++++ DATA ENTRIES

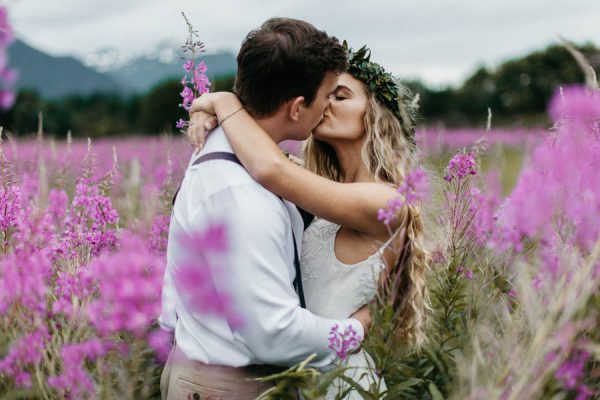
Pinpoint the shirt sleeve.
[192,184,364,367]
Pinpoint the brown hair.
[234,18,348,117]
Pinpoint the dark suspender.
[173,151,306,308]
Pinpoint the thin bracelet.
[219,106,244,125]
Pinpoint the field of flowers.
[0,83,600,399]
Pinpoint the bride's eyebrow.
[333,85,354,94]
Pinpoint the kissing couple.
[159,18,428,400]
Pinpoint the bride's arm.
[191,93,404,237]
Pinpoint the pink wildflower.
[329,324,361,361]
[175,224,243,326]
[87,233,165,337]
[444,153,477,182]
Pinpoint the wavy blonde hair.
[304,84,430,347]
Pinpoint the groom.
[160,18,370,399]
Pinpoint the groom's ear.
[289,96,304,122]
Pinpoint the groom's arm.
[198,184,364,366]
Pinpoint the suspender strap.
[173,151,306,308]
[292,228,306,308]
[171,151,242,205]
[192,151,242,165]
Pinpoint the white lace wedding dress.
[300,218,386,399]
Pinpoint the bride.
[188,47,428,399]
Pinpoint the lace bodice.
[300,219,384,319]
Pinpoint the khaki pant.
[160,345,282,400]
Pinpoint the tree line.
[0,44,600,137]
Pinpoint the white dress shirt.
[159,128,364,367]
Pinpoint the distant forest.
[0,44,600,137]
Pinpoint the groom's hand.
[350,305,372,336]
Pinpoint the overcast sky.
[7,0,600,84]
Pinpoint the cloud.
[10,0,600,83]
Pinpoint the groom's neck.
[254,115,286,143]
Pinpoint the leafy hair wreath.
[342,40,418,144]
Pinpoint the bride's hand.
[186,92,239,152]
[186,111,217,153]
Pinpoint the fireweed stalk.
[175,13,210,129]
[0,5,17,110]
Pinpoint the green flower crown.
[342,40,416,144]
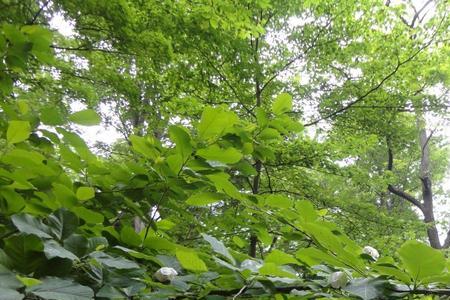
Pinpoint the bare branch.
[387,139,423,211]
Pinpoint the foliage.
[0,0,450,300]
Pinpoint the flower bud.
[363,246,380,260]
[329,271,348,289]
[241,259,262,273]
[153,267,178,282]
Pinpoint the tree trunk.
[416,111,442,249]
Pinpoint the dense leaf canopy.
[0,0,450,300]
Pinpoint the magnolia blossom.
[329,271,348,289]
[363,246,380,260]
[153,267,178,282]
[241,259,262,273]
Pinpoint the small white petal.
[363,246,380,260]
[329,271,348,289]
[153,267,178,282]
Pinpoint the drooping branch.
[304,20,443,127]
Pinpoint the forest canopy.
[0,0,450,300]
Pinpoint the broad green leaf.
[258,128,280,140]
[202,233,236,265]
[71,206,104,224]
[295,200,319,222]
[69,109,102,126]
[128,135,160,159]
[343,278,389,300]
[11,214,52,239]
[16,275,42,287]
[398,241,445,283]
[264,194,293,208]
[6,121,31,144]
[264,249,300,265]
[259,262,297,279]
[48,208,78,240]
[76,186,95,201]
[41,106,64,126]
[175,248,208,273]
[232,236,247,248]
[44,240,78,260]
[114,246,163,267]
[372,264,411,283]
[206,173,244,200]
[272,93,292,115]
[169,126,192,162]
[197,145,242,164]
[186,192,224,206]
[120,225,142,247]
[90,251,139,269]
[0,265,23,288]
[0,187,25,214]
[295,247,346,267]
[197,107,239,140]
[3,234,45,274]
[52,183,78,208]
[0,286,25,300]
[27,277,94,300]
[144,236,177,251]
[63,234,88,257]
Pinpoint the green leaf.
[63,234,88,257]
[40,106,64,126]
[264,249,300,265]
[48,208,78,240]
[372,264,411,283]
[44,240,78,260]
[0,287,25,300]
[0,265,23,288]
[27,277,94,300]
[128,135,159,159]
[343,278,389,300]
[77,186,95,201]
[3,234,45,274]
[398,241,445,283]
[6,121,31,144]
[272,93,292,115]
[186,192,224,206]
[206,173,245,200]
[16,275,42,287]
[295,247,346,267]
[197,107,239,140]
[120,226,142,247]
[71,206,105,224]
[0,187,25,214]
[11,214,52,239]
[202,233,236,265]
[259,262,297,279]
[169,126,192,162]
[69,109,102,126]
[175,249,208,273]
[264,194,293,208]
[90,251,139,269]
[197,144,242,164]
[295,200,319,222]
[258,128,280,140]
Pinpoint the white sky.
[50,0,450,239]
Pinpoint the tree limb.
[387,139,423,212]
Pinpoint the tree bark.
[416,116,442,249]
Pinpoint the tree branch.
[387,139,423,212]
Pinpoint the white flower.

++++++++

PROMPT | Turn the lines above into a numbered list, skipping any blank lines and leaving out the pictures.

WORKED ANSWER |
1. Pinpoint the shirt sleeve.
2. [192,184,364,367]
3. Pinpoint the brown hair.
4. [234,18,348,117]
5. Pinpoint the dark suspender.
6. [173,151,306,308]
7. Pinpoint the thin bracelet.
8. [219,106,244,125]
9. Pinpoint the field of flowers.
10. [0,83,600,399]
11. Pinpoint the bride's eyebrow.
12. [333,85,354,94]
13. Pinpoint the kissing couple.
14. [159,18,428,400]
15. Pinpoint the bride's arm.
16. [191,93,404,237]
17. Pinpoint the pink wildflower.
18. [329,324,361,361]
19. [175,224,243,326]
20. [87,233,165,337]
21. [444,153,477,182]
22. Pinpoint the wavy blonde hair.
23. [304,84,430,347]
24. Pinpoint the groom.
25. [160,18,370,399]
26. Pinpoint the groom's ear.
27. [289,96,304,122]
28. Pinpoint the groom's arm.
29. [198,184,364,366]
30. Pinpoint the suspender strap.
31. [173,151,306,308]
32. [292,228,306,308]
33. [171,151,242,205]
34. [192,151,242,165]
35. Pinpoint the white lace wedding dress.
36. [300,218,386,399]
37. Pinpoint the bride.
38. [188,47,428,399]
39. Pinpoint the lace bodice.
40. [300,219,384,319]
41. Pinpoint the khaki pant.
42. [160,345,282,400]
43. Pinpoint the tree line.
44. [0,44,600,137]
45. Pinpoint the white dress shirt.
46. [159,128,364,367]
47. Pinpoint the distant forest.
48. [0,44,600,137]
49. Pinpoint the groom's hand.
50. [350,305,372,336]
51. Pinpoint the overcast sky.
52. [7,0,600,84]
53. Pinpoint the cloud.
54. [10,0,600,83]
55. Pinpoint the groom's neck.
56. [254,115,286,143]
57. Pinpoint the leafy hair wreath.
58. [342,40,418,144]
59. Pinpoint the bride's hand.
60. [186,92,239,152]
61. [186,111,217,153]
62. Pinpoint the fireweed stalk.
63. [175,13,210,129]
64. [0,5,17,110]
65. Pinpoint the green flower crown.
66. [342,40,416,144]
67. Pinpoint the bare branch.
68. [387,139,423,211]
69. Pinpoint the foliage.
70. [0,0,450,300]
71. Pinpoint the flower bud.
72. [363,246,380,260]
73. [329,271,348,289]
74. [241,259,262,273]
75. [153,267,178,282]
76. Pinpoint the tree trunk.
77. [416,111,442,249]
78. Pinpoint the dense leaf canopy.
79. [0,0,450,300]
80. Pinpoint the magnolia blossom.
81. [329,271,348,289]
82. [363,246,380,260]
83. [153,267,178,282]
84. [241,259,262,273]
85. Pinpoint the small white petal.
86. [363,246,380,260]
87. [329,271,348,289]
88. [153,267,178,282]
89. Pinpoint the drooping branch.
90. [304,20,443,127]
91. Pinpoint the forest canopy.
92. [0,0,450,300]
93. Pinpoint the broad green leaf.
94. [258,128,280,140]
95. [202,233,236,265]
96. [71,206,104,224]
97. [295,200,319,222]
98. [69,109,102,126]
99. [128,135,160,159]
100. [343,278,389,300]
101. [11,214,52,239]
102. [16,275,42,287]
103. [398,241,445,283]
104. [264,194,293,208]
105. [6,121,31,144]
106. [264,249,300,265]
107. [259,262,297,279]
108. [48,208,78,240]
109. [76,186,95,201]
110. [41,106,64,126]
111. [175,248,208,273]
112. [232,236,247,248]
113. [44,240,78,260]
114. [114,246,163,267]
115. [372,264,411,283]
116. [206,173,244,200]
117. [272,93,292,115]
118. [169,126,192,162]
119. [197,145,242,164]
120. [186,192,224,206]
121. [120,225,142,247]
122. [90,251,139,269]
123. [0,265,23,288]
124. [0,187,25,214]
125. [295,247,346,267]
126. [197,107,239,140]
127. [3,234,45,274]
128. [52,183,78,208]
129. [0,286,25,300]
130. [27,277,94,300]
131. [144,236,177,251]
132. [63,234,88,257]
133. Pinpoint the green leaf.
134. [63,234,88,257]
135. [40,106,64,126]
136. [264,249,300,265]
137. [48,208,78,240]
138. [372,264,411,283]
139. [44,240,78,260]
140. [0,287,25,300]
141. [0,265,23,288]
142. [27,277,94,300]
143. [128,135,159,159]
144. [343,278,389,300]
145. [77,186,95,201]
146. [3,234,45,274]
147. [398,241,445,283]
148. [6,121,31,144]
149. [272,93,292,115]
150. [186,192,224,206]
151. [206,173,245,200]
152. [16,275,42,287]
153. [295,247,346,267]
154. [197,107,239,140]
155. [120,226,142,247]
156. [71,206,105,224]
157. [0,187,25,214]
158. [11,214,52,239]
159. [202,233,236,265]
160. [259,262,297,279]
161. [169,126,192,162]
162. [69,109,102,126]
163. [175,249,208,273]
164. [264,194,293,208]
165. [90,251,139,269]
166. [197,144,242,164]
167. [295,200,319,222]
168. [258,128,280,140]
169. Pinpoint the white sky.
170. [50,0,450,239]
171. Pinpoint the tree limb.
172. [387,139,423,212]
173. Pinpoint the tree bark.
174. [416,116,442,249]
175. Pinpoint the tree branch.
176. [387,139,423,212]
177. Pinpoint the white flower.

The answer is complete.